TASK STATEMENT:
Write out, word for word, only the lines from the one containing "Task: Find the baby's arm" through the final line of the data.

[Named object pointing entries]
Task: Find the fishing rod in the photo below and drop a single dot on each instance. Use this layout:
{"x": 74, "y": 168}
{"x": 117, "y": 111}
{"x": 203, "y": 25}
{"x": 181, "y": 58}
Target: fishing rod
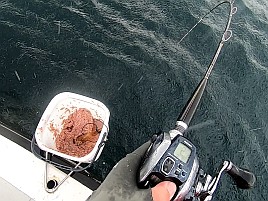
{"x": 172, "y": 157}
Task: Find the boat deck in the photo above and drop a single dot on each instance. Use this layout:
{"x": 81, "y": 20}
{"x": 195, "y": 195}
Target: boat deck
{"x": 22, "y": 175}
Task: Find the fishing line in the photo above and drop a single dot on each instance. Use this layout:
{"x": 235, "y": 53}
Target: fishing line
{"x": 231, "y": 12}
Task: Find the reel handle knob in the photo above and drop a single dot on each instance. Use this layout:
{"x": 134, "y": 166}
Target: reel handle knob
{"x": 243, "y": 178}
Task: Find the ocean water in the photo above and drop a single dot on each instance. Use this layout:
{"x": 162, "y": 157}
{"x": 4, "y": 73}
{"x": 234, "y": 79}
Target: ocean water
{"x": 126, "y": 54}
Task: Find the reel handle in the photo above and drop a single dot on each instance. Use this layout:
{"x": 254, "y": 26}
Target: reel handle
{"x": 243, "y": 178}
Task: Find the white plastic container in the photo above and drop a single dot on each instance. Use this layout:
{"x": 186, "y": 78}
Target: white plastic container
{"x": 59, "y": 108}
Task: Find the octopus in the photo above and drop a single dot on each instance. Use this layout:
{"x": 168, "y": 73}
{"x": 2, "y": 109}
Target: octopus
{"x": 79, "y": 134}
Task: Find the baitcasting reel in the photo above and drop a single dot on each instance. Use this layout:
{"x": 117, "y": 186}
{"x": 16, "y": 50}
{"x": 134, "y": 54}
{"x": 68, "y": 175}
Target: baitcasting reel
{"x": 172, "y": 157}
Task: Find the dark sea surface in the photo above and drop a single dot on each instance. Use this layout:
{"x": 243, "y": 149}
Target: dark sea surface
{"x": 126, "y": 54}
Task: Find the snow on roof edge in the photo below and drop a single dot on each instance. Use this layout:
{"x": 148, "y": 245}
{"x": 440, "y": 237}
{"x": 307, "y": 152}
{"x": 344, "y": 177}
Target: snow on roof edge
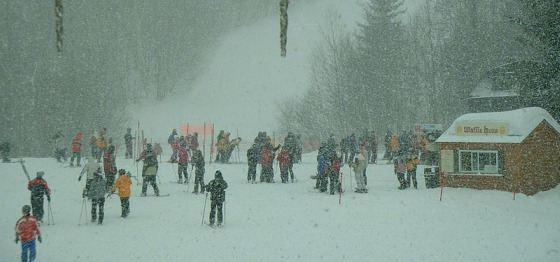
{"x": 520, "y": 123}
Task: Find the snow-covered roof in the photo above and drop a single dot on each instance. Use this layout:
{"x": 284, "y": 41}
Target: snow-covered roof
{"x": 511, "y": 126}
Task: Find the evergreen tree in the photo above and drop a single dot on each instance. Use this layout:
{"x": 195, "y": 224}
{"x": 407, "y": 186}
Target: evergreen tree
{"x": 380, "y": 42}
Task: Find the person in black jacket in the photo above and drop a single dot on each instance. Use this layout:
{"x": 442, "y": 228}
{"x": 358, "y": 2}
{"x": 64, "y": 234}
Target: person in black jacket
{"x": 38, "y": 188}
{"x": 217, "y": 188}
{"x": 198, "y": 162}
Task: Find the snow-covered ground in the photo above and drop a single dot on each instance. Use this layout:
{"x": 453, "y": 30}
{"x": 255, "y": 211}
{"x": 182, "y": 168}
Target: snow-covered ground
{"x": 286, "y": 222}
{"x": 276, "y": 222}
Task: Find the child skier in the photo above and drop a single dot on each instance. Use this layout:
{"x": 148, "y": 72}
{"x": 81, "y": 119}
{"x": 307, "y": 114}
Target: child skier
{"x": 217, "y": 188}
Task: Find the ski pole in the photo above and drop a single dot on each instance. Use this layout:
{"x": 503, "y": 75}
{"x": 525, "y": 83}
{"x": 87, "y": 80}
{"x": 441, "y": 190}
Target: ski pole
{"x": 224, "y": 208}
{"x": 204, "y": 210}
{"x": 351, "y": 186}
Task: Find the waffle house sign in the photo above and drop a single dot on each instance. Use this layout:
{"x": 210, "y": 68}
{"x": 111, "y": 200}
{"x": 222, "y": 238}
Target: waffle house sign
{"x": 481, "y": 128}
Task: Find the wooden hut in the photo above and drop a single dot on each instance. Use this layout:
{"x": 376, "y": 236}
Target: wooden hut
{"x": 517, "y": 151}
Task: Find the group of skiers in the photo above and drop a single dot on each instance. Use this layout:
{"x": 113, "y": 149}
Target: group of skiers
{"x": 263, "y": 152}
{"x": 225, "y": 146}
{"x": 420, "y": 144}
{"x": 27, "y": 227}
{"x": 350, "y": 146}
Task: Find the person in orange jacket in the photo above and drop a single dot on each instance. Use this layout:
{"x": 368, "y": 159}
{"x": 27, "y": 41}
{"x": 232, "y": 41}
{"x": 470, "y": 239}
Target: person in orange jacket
{"x": 284, "y": 162}
{"x": 27, "y": 228}
{"x": 123, "y": 183}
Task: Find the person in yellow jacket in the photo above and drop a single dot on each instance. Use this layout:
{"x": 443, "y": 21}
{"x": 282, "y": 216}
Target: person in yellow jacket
{"x": 412, "y": 164}
{"x": 123, "y": 183}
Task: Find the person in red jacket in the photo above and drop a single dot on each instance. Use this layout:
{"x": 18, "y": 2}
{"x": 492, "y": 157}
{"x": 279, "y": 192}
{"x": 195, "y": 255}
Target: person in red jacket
{"x": 183, "y": 161}
{"x": 27, "y": 228}
{"x": 110, "y": 167}
{"x": 284, "y": 163}
{"x": 39, "y": 188}
{"x": 76, "y": 149}
{"x": 267, "y": 173}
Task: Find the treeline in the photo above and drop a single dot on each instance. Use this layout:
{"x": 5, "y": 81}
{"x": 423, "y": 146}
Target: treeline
{"x": 394, "y": 71}
{"x": 114, "y": 53}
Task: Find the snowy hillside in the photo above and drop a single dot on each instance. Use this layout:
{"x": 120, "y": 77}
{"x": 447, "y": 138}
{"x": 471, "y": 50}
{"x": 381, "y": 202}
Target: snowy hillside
{"x": 285, "y": 222}
{"x": 246, "y": 78}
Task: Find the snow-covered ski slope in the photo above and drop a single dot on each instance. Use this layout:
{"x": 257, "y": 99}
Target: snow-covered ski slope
{"x": 285, "y": 222}
{"x": 245, "y": 77}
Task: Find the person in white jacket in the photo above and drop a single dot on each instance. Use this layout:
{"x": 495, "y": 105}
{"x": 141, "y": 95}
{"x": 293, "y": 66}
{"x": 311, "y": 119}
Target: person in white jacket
{"x": 360, "y": 165}
{"x": 90, "y": 168}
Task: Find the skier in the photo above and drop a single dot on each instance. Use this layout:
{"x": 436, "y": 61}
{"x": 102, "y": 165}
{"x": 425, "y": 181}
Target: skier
{"x": 290, "y": 143}
{"x": 223, "y": 146}
{"x": 90, "y": 168}
{"x": 412, "y": 163}
{"x": 220, "y": 136}
{"x": 76, "y": 149}
{"x": 299, "y": 148}
{"x": 110, "y": 167}
{"x": 333, "y": 172}
{"x": 267, "y": 172}
{"x": 96, "y": 193}
{"x": 400, "y": 169}
{"x": 252, "y": 161}
{"x": 38, "y": 188}
{"x": 27, "y": 229}
{"x": 123, "y": 185}
{"x": 193, "y": 143}
{"x": 149, "y": 169}
{"x": 322, "y": 167}
{"x": 128, "y": 142}
{"x": 173, "y": 141}
{"x": 198, "y": 162}
{"x": 101, "y": 143}
{"x": 217, "y": 188}
{"x": 284, "y": 162}
{"x": 59, "y": 148}
{"x": 93, "y": 145}
{"x": 359, "y": 165}
{"x": 183, "y": 162}
{"x": 344, "y": 149}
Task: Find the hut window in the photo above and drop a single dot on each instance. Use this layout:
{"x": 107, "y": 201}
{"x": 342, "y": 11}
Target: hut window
{"x": 478, "y": 161}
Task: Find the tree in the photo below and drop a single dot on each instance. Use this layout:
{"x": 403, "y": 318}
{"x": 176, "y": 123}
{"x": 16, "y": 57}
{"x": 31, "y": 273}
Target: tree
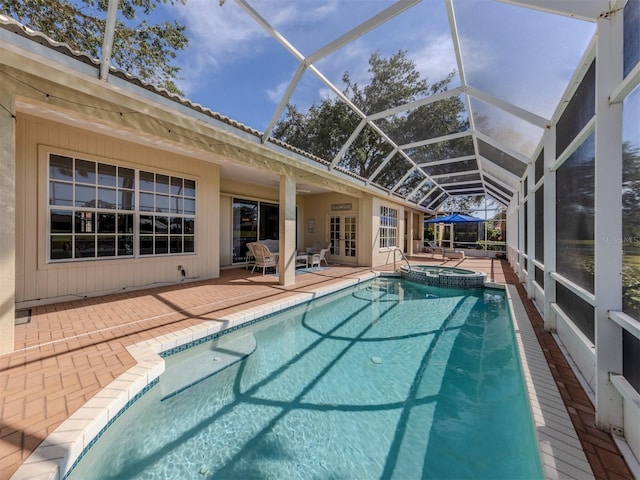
{"x": 394, "y": 81}
{"x": 142, "y": 49}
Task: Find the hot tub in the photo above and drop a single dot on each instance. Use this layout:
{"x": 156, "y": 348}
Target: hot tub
{"x": 444, "y": 276}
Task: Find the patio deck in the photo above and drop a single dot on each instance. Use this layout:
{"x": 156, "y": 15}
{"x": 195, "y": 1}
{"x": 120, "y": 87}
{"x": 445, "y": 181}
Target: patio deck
{"x": 69, "y": 351}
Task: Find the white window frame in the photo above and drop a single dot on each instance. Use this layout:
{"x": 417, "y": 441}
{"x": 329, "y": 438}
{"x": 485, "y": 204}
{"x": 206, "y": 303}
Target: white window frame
{"x": 125, "y": 233}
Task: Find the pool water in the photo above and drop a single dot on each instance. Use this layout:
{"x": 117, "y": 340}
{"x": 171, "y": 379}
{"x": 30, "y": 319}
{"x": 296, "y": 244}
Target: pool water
{"x": 389, "y": 379}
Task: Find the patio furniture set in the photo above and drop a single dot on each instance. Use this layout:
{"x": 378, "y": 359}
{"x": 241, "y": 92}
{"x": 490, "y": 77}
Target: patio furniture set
{"x": 260, "y": 255}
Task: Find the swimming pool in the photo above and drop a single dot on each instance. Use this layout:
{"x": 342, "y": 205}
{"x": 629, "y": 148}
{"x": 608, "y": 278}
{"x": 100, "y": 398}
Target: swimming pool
{"x": 389, "y": 379}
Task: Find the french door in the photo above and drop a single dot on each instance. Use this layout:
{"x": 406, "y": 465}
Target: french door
{"x": 342, "y": 233}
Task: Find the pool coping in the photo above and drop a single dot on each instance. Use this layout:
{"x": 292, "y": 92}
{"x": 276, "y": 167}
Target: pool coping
{"x": 561, "y": 453}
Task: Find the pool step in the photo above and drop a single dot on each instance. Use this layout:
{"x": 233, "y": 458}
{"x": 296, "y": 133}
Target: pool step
{"x": 199, "y": 363}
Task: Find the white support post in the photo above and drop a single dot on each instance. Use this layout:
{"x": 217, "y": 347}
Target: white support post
{"x": 287, "y": 248}
{"x": 7, "y": 221}
{"x": 521, "y": 240}
{"x": 409, "y": 235}
{"x": 549, "y": 228}
{"x": 608, "y": 220}
{"x": 531, "y": 227}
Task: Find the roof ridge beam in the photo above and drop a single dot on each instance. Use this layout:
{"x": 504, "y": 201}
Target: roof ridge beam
{"x": 366, "y": 26}
{"x": 449, "y": 160}
{"x": 444, "y": 138}
{"x": 508, "y": 107}
{"x": 509, "y": 151}
{"x": 417, "y": 103}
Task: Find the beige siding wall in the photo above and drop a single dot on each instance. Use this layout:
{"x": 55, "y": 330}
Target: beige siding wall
{"x": 40, "y": 282}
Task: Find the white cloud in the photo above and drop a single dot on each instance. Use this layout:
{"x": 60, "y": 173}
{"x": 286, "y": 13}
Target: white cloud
{"x": 436, "y": 59}
{"x": 275, "y": 94}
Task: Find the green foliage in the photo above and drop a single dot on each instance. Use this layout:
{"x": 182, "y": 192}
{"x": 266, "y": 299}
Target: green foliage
{"x": 394, "y": 81}
{"x": 142, "y": 49}
{"x": 631, "y": 229}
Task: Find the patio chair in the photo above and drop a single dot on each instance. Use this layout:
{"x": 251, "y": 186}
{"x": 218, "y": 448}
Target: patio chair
{"x": 249, "y": 257}
{"x": 263, "y": 257}
{"x": 322, "y": 257}
{"x": 317, "y": 246}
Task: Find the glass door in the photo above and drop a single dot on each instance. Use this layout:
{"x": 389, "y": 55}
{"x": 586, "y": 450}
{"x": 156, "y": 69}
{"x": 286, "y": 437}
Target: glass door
{"x": 245, "y": 227}
{"x": 342, "y": 233}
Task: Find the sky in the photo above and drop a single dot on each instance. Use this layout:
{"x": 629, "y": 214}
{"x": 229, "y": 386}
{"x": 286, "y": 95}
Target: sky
{"x": 235, "y": 67}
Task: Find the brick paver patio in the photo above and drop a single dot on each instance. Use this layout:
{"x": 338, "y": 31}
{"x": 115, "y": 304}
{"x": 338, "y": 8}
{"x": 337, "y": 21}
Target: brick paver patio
{"x": 69, "y": 351}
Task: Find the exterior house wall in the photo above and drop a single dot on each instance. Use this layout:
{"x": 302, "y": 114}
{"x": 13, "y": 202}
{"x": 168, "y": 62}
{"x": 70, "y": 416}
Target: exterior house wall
{"x": 39, "y": 281}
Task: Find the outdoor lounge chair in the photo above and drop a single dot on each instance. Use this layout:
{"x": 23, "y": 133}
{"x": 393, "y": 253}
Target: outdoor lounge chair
{"x": 263, "y": 257}
{"x": 317, "y": 246}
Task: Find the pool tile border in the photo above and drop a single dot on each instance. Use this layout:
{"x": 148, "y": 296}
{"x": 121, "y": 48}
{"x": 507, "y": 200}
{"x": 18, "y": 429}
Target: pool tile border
{"x": 560, "y": 449}
{"x": 561, "y": 453}
{"x": 62, "y": 450}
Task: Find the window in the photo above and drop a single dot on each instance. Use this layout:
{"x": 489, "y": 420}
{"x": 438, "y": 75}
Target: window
{"x": 92, "y": 211}
{"x": 388, "y": 227}
{"x": 167, "y": 214}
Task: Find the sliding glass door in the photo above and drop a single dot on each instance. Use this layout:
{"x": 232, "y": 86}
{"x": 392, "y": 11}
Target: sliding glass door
{"x": 252, "y": 221}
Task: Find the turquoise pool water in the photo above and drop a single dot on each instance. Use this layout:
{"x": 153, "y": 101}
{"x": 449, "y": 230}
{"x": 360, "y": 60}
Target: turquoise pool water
{"x": 389, "y": 379}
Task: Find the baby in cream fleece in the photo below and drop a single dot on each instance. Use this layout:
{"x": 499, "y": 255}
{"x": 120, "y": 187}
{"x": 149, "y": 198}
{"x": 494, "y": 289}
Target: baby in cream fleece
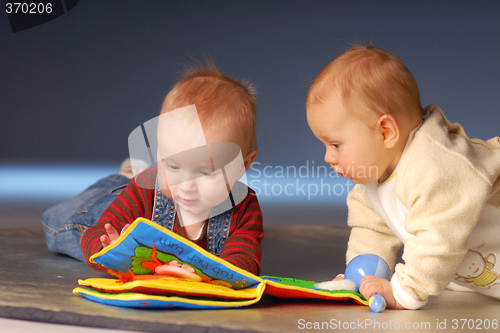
{"x": 422, "y": 183}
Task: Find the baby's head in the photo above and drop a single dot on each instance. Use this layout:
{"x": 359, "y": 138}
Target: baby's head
{"x": 206, "y": 138}
{"x": 362, "y": 106}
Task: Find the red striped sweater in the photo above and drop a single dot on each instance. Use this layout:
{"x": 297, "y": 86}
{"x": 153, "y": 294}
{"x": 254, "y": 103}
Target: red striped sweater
{"x": 242, "y": 246}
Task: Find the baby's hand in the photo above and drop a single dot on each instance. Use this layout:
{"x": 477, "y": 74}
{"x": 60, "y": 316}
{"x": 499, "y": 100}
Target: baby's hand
{"x": 374, "y": 285}
{"x": 175, "y": 268}
{"x": 112, "y": 236}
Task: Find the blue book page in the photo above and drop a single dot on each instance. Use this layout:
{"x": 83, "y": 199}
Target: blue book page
{"x": 145, "y": 244}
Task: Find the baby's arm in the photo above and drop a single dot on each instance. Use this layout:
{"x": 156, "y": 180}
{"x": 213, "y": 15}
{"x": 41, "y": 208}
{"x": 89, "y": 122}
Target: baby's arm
{"x": 242, "y": 247}
{"x": 369, "y": 233}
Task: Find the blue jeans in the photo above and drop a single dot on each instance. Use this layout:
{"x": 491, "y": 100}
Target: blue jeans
{"x": 65, "y": 223}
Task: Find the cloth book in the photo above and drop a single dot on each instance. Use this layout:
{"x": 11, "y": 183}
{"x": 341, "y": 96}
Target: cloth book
{"x": 214, "y": 283}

RESULT:
Task: Find the baby's arm in the photo above and drop a single dot on each instance. Use this layout:
{"x": 156, "y": 180}
{"x": 213, "y": 15}
{"x": 41, "y": 208}
{"x": 89, "y": 122}
Target: baby's arm
{"x": 242, "y": 247}
{"x": 369, "y": 233}
Task: Find the blue jeans in the photo above and drop a single dot on each instance. Use this layout:
{"x": 491, "y": 100}
Target: blue jeans
{"x": 65, "y": 223}
Task: Find the cloth book in the photo above and drop a single dot on each instance. Use this layout:
{"x": 11, "y": 183}
{"x": 341, "y": 96}
Target: cloth book
{"x": 214, "y": 283}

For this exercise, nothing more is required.